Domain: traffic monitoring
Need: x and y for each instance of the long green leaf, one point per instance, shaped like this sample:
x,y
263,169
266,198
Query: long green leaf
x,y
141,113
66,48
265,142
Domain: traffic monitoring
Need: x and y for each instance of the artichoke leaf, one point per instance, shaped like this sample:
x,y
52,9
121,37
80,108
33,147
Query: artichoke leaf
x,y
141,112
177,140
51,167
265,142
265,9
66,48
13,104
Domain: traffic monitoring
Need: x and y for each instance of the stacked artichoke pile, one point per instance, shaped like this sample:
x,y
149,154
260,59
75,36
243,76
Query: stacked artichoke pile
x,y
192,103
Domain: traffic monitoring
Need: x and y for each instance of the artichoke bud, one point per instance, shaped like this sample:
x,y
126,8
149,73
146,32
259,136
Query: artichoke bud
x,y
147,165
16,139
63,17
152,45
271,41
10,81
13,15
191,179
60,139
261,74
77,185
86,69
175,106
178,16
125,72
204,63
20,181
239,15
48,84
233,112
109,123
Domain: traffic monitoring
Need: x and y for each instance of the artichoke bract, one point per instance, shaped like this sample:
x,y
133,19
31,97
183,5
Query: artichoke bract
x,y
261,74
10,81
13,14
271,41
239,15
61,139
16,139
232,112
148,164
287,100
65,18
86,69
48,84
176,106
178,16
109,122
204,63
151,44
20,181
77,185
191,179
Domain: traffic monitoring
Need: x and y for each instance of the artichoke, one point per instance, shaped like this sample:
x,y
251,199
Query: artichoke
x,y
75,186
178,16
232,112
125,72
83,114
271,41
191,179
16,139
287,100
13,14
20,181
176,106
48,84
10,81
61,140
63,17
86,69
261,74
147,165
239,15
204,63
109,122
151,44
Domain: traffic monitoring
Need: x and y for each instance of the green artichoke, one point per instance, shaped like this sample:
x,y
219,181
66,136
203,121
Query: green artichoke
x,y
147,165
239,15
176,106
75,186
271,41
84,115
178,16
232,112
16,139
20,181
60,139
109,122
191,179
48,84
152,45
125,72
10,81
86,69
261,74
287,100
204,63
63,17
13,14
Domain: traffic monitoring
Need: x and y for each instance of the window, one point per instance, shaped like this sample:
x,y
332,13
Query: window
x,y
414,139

------------------------------------

**YOUR GOAL**
Copy the records exactly, keeping every word in place.

**ANSWER TO THIS TASK**
Domain: traffic monitoring
Need: x and y for each instance of the long green leaf, one point per instance, shaped like this sample:
x,y
263,169
266,198
Query: long green leaf
x,y
141,113
66,48
265,142
Domain: traffic monitoring
Need: x and y for each instance of the artichoke leaf, one point per instance, shaped like this sample:
x,y
52,9
121,37
80,108
33,147
Query: artichoke leaf
x,y
141,112
177,140
51,167
265,142
265,9
66,48
13,104
Domain: traffic monitoring
Need: x and y for each instance of the stacked artichoke pile, one point per instance, shaped like this sample:
x,y
149,154
260,59
75,36
243,76
Query: stacked artichoke pile
x,y
192,103
Domain: traffic monitoring
Need: x and y for each instance of the artichoke bud, one point per instance, shaped like this sample:
x,y
126,8
149,73
146,32
259,136
Query: artichoke bud
x,y
147,165
16,139
63,17
152,45
271,41
10,81
13,15
191,179
60,139
261,74
77,185
86,69
175,106
178,16
125,72
204,63
20,181
239,15
48,84
233,112
109,123
Domain: traffic monitoring
Need: x and y for each instance of the artichoke bract, one point per instance, shaped like this sample:
x,y
133,19
31,97
183,5
Query: artichoke bract
x,y
261,74
10,81
13,14
271,41
239,15
61,139
16,139
232,112
148,164
287,100
65,18
86,69
48,84
176,106
178,16
109,122
204,63
151,44
20,181
77,185
191,179
Domain: traffic monitoring
Need: x and y for each instance of the artichoke, one point per instance, shaped like this sample:
x,y
251,199
Query: artichoke
x,y
75,186
178,16
232,112
125,72
83,114
271,41
191,179
16,139
287,100
13,14
20,181
176,106
48,84
10,81
61,140
63,17
86,69
261,74
147,165
239,15
204,63
109,122
151,44
Domain: traffic monitoring
Need: x and y for each instance of the green artichoke, one point per instance, shaped like this sample:
x,y
219,181
66,136
203,121
Query: green artichoke
x,y
147,165
239,15
176,106
75,186
271,41
84,115
178,16
232,112
16,139
20,181
60,139
109,122
191,179
48,84
152,45
125,72
10,81
86,69
261,74
287,100
204,63
63,17
13,14
Domain: traffic monitoring
Need: x and y for each instance of the window, one point per instance, shaped like this sample:
x,y
332,13
Query: window
x,y
414,139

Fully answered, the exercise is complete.